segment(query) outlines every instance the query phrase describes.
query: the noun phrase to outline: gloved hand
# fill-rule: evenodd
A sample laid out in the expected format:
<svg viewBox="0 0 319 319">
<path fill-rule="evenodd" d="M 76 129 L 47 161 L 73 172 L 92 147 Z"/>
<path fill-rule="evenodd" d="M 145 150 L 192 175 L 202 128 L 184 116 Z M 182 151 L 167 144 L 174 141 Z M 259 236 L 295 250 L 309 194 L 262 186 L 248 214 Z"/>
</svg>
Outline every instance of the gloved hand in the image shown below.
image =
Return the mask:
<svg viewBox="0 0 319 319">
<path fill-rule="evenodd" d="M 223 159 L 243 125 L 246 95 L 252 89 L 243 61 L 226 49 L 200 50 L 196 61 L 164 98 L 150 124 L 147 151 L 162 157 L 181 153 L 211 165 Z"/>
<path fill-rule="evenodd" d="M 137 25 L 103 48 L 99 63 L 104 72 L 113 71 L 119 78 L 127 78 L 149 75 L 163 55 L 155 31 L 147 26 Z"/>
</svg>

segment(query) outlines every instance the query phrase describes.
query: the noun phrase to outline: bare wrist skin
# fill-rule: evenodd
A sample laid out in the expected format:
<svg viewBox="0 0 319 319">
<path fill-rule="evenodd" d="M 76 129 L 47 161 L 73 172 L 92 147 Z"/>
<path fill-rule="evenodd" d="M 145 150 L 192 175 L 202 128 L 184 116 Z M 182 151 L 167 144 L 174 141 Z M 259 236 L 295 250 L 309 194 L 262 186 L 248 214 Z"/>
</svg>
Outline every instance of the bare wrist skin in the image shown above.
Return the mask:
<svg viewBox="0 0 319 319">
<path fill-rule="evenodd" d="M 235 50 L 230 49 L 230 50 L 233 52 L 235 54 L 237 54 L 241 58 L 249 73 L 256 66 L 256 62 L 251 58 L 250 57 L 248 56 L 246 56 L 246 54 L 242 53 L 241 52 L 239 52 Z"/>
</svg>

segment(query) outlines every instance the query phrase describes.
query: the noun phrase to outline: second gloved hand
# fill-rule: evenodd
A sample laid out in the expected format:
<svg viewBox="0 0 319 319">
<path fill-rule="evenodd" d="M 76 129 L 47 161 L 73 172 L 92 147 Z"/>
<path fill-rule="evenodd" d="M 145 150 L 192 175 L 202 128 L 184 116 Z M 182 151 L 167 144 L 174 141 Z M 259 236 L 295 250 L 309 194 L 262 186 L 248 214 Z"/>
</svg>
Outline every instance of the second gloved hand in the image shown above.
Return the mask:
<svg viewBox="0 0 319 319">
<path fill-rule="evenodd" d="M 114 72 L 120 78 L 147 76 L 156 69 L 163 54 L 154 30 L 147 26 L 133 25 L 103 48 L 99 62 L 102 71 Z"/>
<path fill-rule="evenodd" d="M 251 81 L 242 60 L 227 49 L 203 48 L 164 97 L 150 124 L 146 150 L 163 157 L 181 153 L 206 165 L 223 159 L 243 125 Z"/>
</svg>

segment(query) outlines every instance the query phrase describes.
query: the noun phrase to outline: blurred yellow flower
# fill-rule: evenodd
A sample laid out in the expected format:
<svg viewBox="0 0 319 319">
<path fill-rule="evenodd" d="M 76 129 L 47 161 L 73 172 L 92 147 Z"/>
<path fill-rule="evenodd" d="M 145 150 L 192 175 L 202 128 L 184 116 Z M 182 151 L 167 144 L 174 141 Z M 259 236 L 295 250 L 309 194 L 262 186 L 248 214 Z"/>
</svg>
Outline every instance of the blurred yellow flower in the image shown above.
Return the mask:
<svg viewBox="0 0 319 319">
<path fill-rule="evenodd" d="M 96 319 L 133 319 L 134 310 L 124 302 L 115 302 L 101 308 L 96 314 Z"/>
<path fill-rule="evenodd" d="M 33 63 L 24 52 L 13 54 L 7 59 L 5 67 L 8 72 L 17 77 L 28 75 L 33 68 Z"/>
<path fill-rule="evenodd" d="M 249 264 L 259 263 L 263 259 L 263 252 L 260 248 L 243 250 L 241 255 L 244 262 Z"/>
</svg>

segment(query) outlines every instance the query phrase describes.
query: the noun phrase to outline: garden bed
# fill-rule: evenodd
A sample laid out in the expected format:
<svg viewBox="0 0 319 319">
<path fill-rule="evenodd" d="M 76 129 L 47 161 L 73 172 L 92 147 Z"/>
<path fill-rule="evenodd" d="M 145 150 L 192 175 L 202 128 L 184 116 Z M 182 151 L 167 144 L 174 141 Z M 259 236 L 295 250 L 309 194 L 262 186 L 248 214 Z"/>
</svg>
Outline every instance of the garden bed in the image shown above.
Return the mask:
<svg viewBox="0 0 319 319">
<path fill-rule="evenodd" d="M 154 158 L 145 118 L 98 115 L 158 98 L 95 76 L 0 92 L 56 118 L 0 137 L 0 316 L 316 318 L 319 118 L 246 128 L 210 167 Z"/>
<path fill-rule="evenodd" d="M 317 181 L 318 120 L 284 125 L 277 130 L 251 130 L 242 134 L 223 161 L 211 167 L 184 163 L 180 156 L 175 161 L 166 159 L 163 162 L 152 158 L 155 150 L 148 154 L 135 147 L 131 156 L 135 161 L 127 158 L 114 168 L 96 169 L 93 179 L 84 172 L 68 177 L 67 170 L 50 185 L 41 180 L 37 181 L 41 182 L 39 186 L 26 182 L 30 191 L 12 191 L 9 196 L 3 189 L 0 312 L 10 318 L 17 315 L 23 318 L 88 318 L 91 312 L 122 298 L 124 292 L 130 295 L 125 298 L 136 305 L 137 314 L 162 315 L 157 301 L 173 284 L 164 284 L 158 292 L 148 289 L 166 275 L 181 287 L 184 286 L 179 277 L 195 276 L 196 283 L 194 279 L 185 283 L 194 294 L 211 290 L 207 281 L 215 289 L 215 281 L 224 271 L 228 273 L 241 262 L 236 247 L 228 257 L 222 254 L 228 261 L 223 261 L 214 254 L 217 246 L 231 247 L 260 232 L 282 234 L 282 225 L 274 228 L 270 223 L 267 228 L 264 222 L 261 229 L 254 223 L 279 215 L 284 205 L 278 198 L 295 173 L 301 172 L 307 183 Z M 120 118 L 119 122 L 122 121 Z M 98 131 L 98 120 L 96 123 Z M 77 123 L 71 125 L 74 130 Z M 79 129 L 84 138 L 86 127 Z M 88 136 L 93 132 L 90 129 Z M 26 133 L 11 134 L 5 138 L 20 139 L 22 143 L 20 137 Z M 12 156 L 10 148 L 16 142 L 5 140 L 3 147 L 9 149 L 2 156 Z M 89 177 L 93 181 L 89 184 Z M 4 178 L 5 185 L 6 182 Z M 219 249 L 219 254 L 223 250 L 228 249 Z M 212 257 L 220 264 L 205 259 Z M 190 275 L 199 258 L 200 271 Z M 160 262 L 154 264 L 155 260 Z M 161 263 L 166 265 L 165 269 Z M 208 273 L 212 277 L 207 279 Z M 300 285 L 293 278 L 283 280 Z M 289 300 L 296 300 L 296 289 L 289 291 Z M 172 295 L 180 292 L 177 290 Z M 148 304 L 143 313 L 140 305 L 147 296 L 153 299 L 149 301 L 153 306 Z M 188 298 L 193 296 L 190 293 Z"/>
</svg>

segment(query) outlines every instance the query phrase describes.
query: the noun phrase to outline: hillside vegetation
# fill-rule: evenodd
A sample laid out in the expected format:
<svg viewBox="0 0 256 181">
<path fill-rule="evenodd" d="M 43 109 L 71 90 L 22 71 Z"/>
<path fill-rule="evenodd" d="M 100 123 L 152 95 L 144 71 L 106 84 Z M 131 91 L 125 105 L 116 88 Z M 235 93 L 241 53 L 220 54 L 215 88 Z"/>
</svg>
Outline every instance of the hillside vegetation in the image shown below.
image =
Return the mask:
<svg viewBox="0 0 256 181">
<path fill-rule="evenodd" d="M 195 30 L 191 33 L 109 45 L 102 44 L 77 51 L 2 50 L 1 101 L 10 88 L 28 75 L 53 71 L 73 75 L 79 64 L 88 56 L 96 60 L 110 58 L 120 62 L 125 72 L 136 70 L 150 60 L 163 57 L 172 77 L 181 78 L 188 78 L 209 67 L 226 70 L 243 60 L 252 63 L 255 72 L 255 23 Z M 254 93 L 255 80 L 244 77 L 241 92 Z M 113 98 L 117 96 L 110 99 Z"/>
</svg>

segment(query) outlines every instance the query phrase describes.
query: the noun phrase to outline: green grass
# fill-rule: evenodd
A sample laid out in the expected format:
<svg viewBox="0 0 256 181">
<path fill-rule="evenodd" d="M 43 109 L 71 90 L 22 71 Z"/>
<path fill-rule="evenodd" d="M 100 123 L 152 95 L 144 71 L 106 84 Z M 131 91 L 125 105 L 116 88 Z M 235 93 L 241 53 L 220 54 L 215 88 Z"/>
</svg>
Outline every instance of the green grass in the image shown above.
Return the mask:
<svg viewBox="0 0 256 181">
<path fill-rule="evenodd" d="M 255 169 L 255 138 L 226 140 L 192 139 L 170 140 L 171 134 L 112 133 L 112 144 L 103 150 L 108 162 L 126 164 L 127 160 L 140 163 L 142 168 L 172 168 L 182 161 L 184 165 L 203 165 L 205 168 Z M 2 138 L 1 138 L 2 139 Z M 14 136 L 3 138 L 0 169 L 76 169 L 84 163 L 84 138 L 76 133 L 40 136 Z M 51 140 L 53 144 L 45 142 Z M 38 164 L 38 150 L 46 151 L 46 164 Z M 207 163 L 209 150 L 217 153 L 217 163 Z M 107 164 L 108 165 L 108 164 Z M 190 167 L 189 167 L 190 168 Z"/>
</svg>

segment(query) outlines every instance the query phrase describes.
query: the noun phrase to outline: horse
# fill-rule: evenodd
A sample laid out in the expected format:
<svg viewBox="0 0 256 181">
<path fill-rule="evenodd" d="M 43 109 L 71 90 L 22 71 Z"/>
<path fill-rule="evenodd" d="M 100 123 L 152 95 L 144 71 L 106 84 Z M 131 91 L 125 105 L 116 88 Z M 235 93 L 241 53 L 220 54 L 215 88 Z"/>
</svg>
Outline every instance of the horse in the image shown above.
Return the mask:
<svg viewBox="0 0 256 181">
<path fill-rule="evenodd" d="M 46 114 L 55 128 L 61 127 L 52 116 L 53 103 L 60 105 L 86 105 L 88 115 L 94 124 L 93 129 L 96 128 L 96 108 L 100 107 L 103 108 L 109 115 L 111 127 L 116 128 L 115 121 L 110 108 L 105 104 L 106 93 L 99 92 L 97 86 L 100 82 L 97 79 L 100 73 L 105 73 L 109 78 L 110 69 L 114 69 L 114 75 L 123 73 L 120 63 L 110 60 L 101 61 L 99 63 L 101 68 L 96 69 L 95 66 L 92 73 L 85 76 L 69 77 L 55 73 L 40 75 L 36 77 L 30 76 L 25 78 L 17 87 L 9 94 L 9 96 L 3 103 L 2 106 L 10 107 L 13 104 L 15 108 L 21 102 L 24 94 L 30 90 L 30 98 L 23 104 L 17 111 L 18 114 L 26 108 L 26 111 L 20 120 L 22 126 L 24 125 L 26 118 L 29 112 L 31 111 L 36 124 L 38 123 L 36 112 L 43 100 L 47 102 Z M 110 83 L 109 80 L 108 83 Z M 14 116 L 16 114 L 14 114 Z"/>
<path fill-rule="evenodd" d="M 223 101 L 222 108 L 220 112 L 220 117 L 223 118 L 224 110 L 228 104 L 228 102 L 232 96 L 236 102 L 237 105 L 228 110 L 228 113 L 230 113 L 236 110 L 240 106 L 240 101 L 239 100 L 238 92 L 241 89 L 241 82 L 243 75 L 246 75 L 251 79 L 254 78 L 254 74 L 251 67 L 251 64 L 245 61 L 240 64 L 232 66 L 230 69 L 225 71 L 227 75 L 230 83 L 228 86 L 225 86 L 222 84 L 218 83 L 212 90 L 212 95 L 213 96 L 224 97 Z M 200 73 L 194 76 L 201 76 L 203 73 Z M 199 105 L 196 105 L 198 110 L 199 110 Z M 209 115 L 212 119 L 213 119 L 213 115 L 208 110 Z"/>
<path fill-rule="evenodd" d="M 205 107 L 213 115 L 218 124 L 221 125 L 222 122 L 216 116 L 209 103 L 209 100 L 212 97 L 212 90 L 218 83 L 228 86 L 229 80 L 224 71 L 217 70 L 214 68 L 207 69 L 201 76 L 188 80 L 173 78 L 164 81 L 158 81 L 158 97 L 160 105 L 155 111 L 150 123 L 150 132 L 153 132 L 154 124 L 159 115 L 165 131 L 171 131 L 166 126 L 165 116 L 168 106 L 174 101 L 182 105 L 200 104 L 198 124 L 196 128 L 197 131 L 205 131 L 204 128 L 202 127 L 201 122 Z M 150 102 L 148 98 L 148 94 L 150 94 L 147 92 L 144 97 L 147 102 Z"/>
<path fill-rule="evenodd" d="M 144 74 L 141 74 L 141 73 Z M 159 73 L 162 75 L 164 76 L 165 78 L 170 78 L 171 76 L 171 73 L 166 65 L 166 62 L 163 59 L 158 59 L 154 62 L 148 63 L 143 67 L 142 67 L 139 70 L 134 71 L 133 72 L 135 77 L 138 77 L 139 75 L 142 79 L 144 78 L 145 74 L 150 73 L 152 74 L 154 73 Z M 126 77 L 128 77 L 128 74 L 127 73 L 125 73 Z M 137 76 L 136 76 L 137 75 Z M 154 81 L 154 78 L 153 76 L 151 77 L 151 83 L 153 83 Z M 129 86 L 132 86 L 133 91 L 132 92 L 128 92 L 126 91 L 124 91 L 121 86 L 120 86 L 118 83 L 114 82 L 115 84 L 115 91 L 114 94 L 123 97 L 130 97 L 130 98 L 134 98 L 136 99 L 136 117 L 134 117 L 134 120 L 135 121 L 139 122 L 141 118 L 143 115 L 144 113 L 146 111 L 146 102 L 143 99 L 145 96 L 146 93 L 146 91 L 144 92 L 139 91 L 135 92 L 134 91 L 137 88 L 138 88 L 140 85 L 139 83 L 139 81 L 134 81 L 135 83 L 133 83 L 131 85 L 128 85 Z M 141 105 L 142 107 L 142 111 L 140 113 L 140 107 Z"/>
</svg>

### WHAT TO DO
Gather each line of the data above that contains the string "grass". Treat uppercase and lowercase letters as different.

### THE SOLUTION
query: the noun phrase to outline: green grass
Outline every instance of the green grass in the image shown above.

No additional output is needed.